### Passage to read
- - - - - - -
Thursday, August 7, 2014

Les Brake - The Heart of a Gardener

On our way from the banana belt of Wasilla to Willow, a full zone colder, we saw Mt. McKinley.  No big deal, people drive on this road every day.   Well it is a big deal, the third tallest mountain on the planet and the tallest in North America.  We're a couple of hundred miles from the mountain here.
 

My niece, Alison, once went along with her neighbors,  friends, and renowned photographers  Fred and Randi Hirschman on a visit to photograph a local garden.  Alison raved about the place and before my recent visit, she called the gardener and asked if we could come and visit.  Little did I know that I was about to see the exceptional garden of such a well known and delightful gardener. Alison had mentioned Les Brake's name but for some reason, it didn't register in my memory that this was the Les Brake whose garden has been featured in magazines including Horticulture Magazine, Sunset, Country Gardens, Gardens Illustrated, Better Homes and Gardens and the Home and Garden TV channel, and is considered among the state's premier horticultural attractions.  I had even read his essay, "Annual Features" in the 2000 Heronswood Nursery catalog.  (Page 167 for those of you who still have the catalog.)   I was prepared to see a nice garden; I was not prepared for the wonders in store beyond this sign.

Les Brake moved to Willow, Alaska (Zone 2!) from Odessa, Texas in 1984.  Equal parts southern gentleman, Alaska pioneer, and rabid gardener/plantsman, Les is a warm, welcoming, funny, and knowledgeable host.
Photograph courtesy of "The Frontiersman" and used with their permission.
 

 Jerry Conrad, Les' partner makes the amazing twig furniture and structures you'll see throughout the garden.  Notice the detail on the table. Yum!


 
 
So, what grows in USDA zone two you may be asking yourself.  Well, quite a bit actually!  You knew that more images of meconopsis were coming didn't you!  I was particularly fond of the combination here of  Meconopsis (either grandis, betonicifolia, or x sheldonii) with the buttery flowers of Trollius × cultorum 'Cheddar'
 



Les credits his success with the clan of blue poppies to Willow's cool nights and to copious amounts of compost.  He told a story about visiting a famous Scottish garden where he was asked if there was anything he'd like to take home to his garden.  When he said he'd like a piece of their meconopsis, the gardener reached into the soil with his bare hands and separated a piece of the plant.  This experience of such friable soil convinced Les of the importance of compost.  The adage, to make a beautiful garden, create beautiful soil is certainly apt.

 

 
A view of the lawn through the beds closest to the house.

Venturing further.

Les had been keeping a wood fire going for 19 days as there had been a lot of moose around lately and he said that the smoke and crackling sound of the fire are a deterrent to these "pigs on stilts" that had been eating his ferns (unusual food choice for them.)

Lilacs still blooming at the back of the guest cabin where garden luminaries, Ann Lovejoy, Dan Hinkley, Helen Dillon, Bill Thomas (director at Chanticleer), Tom Fischer (executive editor at Timber), Lauren Springer Ogden and Scott Ogden, Baldassare Mineo (former owner of Siskiyou Plant Nursery), and Steve Lorton (Northwest editor at Sunset for 25 years) have all stayed.
 
 
 
 
 
Looking over at the back of the house.




 Notice that the path to the pond is paved with the bark that Jerry peels from the twigs with which he makes his furniture.  That's a LOT of work!  This is one answer to the question, "What do you do here in the winter?"
- - - - - - -
### Dataset entries
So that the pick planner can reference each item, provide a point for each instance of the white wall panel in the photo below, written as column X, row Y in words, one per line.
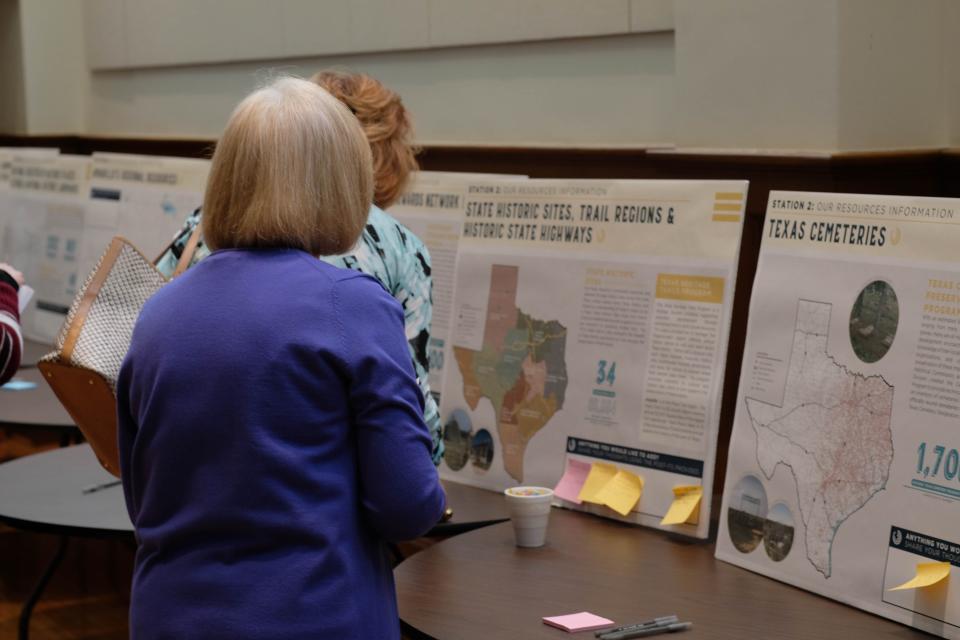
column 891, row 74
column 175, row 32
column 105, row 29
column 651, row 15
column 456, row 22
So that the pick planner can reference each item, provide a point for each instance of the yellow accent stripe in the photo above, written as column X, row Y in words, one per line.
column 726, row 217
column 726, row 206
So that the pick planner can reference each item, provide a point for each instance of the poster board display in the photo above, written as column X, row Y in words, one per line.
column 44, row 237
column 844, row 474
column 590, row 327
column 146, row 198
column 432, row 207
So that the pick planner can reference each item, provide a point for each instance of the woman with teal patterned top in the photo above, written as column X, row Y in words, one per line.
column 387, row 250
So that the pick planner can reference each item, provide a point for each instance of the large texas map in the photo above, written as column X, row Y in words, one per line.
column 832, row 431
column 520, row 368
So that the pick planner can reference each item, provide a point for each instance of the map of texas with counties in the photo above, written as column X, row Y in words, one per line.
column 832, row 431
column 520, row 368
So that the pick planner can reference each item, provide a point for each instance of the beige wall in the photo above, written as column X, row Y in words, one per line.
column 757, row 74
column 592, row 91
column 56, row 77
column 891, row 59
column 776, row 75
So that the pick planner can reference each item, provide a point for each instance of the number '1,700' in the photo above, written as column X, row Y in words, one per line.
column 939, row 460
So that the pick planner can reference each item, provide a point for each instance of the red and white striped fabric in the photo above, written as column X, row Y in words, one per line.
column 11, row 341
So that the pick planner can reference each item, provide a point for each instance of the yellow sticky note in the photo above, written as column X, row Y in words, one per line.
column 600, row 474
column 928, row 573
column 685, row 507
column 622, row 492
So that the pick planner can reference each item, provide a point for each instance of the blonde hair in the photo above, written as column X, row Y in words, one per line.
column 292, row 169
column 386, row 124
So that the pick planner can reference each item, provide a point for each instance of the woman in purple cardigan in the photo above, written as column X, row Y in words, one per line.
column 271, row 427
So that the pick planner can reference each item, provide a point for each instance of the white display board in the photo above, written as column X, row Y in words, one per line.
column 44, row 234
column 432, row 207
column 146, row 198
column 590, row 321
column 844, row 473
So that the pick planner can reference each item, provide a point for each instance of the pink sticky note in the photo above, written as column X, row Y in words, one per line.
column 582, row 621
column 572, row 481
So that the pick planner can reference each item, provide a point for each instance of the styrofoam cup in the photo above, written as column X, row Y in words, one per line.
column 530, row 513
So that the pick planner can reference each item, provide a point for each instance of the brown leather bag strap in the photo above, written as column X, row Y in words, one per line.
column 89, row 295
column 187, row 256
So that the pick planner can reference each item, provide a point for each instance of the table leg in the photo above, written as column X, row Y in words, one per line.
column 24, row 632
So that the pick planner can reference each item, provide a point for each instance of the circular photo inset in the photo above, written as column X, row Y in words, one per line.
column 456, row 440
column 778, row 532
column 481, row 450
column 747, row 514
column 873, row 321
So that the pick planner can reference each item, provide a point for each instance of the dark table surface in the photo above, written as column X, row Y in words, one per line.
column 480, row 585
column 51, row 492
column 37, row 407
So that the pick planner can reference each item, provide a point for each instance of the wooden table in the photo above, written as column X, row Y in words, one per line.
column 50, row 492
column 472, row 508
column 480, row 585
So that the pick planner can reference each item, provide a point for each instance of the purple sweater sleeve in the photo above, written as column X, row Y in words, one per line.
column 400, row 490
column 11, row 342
- - - - - - -
### What is asked
A - List the magazines named in the post about Les Brake's garden as having featured it.
B - According to the post about Les Brake's garden, where did Les Brake move from when he came to Willow, Alaska?
C - Please pick up the post about Les Brake's garden after its final sentence and carry it on.

### The answers
A -
Horticulture Magazine
Sunset
Country Gardens
Gardens Illustrated
Better Homes and Gardens

B - Odessa, Texas.

C -
It's trendy to have a water feature in one's outdoor living space these days.  Here's how it's done in Alaska!

Wouldn't you love to have this in your garden?  

Another view of the back of the house, a  swath of  lawn flanked by generous mixed borders.  Notice the roof on the porch.  I was invited out there to take pictures that you'll see later.

 Because of the shadows, it's difficult to see how deep and especially how long this border is!

After the lawn, paths lead through a wonderland of horticultural delights!
 
Jerry and Les met us at the front of the house and Les asked us to go and explore the garden on our own before he joined us.  He mentioned that people who garden in "that zone that rhymes with heaven" were a little spoiled.  I told him that I garden in a zone that rhymes with hate and I'm even more spoiled!   He said that there was one plant in his garden that he thought would not be familiar to a gardener from the Pacific Northwest and sent me searching. 
 
 Was it a test?  The only plant with which I was unfamiliar was Nomocharis pardanthina, a cool lily family member.  In looking at the interweb, I found that Far Reaches Farm  has it for sale and found this article on the Pacific Bulb Society's website.


What a beauty!  Love it!
 
If I were a better blogger, I'd present the garden in a much more orderly fashion but even now, I'm still so excited by what I saw that I'm jumping from one area to another!  Past the garden you'll see in a minute is this incredible moss garden.
 
 
We in the northwest are  lucky to be able to grow moss so well!  There are botanical gardens in other parts of the country that  would love to have such a  glorious moss carpet!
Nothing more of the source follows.